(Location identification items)
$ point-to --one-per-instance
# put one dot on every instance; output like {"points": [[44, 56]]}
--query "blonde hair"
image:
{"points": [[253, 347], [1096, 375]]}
--
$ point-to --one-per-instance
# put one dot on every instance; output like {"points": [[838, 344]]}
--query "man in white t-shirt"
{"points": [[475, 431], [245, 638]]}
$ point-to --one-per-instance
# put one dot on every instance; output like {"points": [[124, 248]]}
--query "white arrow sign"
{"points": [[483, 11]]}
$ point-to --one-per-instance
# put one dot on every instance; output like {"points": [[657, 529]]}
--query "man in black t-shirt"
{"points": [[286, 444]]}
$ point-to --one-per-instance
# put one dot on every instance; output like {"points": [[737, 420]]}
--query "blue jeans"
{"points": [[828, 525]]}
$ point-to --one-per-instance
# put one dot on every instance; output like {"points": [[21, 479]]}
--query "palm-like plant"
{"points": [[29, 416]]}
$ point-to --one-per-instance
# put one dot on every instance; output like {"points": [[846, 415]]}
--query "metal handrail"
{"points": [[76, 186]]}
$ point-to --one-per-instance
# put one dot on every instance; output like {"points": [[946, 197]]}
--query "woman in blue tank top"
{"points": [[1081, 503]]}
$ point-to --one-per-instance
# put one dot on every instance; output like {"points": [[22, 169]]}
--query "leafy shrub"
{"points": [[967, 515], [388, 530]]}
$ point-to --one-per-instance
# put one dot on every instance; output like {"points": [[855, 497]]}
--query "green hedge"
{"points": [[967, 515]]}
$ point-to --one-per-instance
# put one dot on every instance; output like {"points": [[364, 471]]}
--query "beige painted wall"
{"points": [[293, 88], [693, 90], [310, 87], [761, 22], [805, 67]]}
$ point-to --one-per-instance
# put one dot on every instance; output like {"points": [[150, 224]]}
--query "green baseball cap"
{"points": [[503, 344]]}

WHAT YOU HAVE TO DO:
Please report each line in the listing above that contains the word "blue", copying every such line in full.

WRITTEN ANSWER:
--query "blue jeans"
--query "woman in blue tank top"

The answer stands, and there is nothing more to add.